*Exercise directions*
Begin at the line below that has "Target: tubular flower" and stop after the line that has "point_to(query) puts a dot on the black picture". Please restate only those lines, word for word.

*Provided data*
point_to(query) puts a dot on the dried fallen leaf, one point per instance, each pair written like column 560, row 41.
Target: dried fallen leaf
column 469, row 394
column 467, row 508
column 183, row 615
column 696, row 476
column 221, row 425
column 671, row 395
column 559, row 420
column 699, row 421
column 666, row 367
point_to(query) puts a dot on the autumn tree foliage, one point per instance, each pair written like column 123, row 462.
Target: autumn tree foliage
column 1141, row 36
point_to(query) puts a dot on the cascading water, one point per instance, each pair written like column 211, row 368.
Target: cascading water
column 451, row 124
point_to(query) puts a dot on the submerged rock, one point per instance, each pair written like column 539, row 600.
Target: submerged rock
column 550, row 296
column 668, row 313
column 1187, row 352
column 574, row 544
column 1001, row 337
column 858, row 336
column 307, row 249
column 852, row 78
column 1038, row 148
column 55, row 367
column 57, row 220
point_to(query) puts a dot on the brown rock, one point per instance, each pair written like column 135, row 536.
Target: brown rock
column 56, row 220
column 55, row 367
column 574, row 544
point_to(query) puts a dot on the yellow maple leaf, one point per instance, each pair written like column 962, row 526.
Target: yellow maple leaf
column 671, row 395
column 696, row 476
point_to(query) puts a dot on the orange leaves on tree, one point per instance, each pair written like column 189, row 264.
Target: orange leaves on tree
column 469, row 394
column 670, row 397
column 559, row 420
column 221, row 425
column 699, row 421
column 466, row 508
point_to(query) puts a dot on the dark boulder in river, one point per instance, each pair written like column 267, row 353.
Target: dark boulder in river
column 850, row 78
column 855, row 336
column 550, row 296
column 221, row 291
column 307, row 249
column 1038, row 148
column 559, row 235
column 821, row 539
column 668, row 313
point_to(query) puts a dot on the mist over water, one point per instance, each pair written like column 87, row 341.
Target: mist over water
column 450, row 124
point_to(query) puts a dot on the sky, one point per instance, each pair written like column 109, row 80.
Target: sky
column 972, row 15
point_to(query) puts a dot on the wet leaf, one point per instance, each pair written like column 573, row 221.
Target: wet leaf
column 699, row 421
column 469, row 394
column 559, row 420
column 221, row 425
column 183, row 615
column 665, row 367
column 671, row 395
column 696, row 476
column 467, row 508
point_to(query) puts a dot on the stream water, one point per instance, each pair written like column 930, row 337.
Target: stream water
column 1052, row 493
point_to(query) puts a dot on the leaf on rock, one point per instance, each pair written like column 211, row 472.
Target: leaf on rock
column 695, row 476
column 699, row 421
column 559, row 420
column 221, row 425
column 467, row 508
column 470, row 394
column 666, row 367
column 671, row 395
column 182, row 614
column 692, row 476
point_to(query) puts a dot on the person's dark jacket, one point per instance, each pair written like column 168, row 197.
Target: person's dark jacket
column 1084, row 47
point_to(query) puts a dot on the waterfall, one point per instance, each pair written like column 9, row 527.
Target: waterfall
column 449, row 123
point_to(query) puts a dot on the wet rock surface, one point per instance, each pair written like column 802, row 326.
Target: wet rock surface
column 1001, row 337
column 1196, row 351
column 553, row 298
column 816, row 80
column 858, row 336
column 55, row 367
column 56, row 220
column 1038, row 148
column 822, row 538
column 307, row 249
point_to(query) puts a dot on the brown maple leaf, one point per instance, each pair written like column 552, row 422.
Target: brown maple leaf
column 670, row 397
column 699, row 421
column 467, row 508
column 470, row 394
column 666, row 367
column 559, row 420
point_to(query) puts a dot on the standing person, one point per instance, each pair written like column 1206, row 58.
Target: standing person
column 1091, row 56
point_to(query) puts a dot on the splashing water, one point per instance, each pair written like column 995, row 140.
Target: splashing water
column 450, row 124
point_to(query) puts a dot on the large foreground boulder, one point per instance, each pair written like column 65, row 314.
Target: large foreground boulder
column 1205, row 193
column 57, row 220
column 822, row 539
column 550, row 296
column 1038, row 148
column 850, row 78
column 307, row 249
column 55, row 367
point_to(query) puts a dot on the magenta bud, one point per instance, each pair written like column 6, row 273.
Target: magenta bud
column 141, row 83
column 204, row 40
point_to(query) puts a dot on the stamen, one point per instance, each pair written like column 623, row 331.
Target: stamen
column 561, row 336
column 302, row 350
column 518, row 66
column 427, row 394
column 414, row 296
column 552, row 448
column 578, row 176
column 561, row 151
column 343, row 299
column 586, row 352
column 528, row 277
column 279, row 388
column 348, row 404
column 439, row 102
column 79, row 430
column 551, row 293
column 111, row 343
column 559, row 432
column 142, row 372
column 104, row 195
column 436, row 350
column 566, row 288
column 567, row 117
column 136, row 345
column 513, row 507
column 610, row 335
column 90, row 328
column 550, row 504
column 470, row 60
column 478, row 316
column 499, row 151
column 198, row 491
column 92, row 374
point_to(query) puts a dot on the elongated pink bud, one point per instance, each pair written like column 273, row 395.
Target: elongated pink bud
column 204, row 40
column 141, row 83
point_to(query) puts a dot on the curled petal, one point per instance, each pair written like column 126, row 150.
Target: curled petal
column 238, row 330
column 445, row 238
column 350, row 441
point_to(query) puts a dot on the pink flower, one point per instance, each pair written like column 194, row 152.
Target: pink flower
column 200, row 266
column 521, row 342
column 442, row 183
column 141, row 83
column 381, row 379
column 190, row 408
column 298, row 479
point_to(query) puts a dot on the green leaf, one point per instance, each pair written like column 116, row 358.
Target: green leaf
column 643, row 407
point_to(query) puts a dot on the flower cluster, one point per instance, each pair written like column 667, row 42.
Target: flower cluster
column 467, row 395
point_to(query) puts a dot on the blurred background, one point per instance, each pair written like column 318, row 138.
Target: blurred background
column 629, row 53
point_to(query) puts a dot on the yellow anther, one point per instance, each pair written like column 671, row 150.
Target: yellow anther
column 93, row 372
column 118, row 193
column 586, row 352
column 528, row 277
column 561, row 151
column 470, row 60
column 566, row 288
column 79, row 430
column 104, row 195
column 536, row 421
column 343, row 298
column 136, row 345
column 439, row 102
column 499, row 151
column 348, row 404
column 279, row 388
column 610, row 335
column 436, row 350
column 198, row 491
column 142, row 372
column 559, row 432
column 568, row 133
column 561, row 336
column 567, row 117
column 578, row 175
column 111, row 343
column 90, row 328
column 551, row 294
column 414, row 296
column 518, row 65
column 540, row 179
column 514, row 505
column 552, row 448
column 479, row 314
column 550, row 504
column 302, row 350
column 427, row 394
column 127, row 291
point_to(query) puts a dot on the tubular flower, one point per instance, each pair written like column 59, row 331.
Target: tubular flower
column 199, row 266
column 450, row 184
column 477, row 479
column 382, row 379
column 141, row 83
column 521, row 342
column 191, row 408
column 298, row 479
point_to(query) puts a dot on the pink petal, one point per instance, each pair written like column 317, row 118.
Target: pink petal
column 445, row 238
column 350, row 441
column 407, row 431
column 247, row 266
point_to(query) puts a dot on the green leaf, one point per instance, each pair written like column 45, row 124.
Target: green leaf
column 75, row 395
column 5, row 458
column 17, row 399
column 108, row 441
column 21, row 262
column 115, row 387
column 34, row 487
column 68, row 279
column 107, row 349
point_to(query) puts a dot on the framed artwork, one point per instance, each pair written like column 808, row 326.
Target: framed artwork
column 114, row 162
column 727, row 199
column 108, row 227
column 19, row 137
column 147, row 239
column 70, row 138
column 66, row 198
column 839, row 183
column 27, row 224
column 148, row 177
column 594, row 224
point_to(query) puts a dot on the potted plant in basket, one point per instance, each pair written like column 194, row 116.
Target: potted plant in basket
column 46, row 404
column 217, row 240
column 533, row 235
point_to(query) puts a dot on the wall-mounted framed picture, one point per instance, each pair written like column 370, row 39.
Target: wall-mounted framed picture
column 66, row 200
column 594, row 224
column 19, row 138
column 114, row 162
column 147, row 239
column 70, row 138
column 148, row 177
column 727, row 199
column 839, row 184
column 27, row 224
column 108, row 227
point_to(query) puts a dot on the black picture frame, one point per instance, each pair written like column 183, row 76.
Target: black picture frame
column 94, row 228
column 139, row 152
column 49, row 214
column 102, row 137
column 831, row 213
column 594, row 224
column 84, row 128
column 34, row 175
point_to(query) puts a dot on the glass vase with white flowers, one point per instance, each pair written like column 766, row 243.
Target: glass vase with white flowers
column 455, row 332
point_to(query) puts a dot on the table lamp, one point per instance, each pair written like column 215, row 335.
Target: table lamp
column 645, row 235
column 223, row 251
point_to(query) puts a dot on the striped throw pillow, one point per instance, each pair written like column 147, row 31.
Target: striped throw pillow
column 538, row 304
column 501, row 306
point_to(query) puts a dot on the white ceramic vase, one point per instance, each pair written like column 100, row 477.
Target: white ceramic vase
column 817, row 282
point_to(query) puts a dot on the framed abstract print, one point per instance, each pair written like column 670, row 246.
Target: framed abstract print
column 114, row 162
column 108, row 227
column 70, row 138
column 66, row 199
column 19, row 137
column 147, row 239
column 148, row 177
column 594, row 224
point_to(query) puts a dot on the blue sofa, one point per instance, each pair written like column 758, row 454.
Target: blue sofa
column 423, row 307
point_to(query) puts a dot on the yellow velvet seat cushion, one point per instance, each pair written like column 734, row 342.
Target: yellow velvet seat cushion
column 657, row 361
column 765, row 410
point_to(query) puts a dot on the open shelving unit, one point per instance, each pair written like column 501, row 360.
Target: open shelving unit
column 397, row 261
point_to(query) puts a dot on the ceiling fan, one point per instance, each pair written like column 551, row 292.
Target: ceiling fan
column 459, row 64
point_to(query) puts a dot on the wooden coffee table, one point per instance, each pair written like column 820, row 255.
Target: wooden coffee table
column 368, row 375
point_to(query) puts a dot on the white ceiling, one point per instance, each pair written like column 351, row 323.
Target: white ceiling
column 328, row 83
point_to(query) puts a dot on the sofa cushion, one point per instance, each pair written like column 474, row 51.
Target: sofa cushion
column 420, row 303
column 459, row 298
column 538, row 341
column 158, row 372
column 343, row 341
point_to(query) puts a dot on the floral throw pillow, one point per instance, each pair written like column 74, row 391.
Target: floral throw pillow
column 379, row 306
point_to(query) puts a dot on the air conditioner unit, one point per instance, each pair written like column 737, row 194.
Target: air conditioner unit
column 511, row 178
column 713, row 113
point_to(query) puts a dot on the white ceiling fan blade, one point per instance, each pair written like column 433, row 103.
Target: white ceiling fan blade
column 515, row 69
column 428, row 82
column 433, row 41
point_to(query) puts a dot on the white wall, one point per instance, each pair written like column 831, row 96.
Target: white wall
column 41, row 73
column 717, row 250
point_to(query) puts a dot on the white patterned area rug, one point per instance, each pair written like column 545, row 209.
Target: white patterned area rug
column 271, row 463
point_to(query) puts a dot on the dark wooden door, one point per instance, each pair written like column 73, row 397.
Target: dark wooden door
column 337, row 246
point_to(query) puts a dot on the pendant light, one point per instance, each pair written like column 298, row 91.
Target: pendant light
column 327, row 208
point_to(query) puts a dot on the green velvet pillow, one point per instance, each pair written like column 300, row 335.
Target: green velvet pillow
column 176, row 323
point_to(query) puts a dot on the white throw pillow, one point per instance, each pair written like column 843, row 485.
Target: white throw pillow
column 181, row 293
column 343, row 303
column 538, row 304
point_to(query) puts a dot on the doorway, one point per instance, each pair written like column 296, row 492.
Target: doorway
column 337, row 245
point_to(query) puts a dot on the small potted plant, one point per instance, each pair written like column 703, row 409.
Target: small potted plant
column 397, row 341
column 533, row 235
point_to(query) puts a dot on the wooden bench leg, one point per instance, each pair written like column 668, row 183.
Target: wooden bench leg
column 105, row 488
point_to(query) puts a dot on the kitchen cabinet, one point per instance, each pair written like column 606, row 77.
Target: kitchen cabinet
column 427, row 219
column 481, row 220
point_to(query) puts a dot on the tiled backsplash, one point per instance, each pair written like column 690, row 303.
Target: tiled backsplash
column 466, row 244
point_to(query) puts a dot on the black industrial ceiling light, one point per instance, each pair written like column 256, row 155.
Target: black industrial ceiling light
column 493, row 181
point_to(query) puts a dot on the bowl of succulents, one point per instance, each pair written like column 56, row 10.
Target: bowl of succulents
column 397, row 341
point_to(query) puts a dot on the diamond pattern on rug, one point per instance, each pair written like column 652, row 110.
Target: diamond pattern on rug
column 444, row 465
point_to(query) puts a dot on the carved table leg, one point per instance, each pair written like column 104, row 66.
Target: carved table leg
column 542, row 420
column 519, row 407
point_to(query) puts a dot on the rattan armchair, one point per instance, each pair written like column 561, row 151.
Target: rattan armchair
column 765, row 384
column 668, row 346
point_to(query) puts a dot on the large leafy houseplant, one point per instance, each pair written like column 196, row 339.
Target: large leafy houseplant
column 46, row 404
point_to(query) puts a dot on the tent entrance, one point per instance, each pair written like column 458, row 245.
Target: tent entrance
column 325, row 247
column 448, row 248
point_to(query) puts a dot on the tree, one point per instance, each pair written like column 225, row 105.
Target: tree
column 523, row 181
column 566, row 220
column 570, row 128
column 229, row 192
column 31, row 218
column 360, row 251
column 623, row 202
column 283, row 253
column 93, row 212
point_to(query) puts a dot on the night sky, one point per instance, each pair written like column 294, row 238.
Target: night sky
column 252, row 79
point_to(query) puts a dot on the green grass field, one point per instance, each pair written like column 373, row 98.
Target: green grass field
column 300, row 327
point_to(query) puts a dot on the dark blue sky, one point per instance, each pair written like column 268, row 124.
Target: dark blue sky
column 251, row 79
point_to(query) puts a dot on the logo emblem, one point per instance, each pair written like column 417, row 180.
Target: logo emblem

*Written answer*
Target: tubular flower
column 199, row 266
column 450, row 184
column 477, row 479
column 382, row 379
column 141, row 83
column 521, row 342
column 191, row 408
column 298, row 479
point_to(query) puts a dot on the pink petal, one point per instance, each pair written like column 317, row 118.
Target: pink petal
column 445, row 238
column 350, row 441
column 407, row 431
column 247, row 266
point_to(query) puts a dot on the green leaf, one point per instance, each pair written like column 45, row 124.
Target: green leaf
column 75, row 395
column 5, row 458
column 17, row 399
column 108, row 441
column 21, row 262
column 115, row 387
column 34, row 487
column 68, row 279
column 107, row 349
point_to(query) puts a dot on the framed artwork, one point per instance, each pair written like column 808, row 326.
Target: framed artwork
column 114, row 162
column 727, row 199
column 108, row 227
column 19, row 137
column 147, row 239
column 70, row 138
column 66, row 198
column 839, row 183
column 27, row 224
column 148, row 177
column 594, row 224
point_to(query) puts a dot on the potted plant in basket, one point per instance, each pair written like column 194, row 116.
Target: potted plant in basket
column 46, row 404
column 217, row 240
column 533, row 235
point_to(query) puts a dot on the wall-mounted framed picture, one point per instance, each pair written like column 370, row 39.
Target: wall-mounted framed picture
column 66, row 200
column 594, row 224
column 19, row 138
column 114, row 162
column 147, row 239
column 70, row 138
column 148, row 177
column 727, row 199
column 839, row 184
column 27, row 224
column 108, row 227
point_to(query) puts a dot on the black picture frame, one point per instance, each pair written like column 183, row 76.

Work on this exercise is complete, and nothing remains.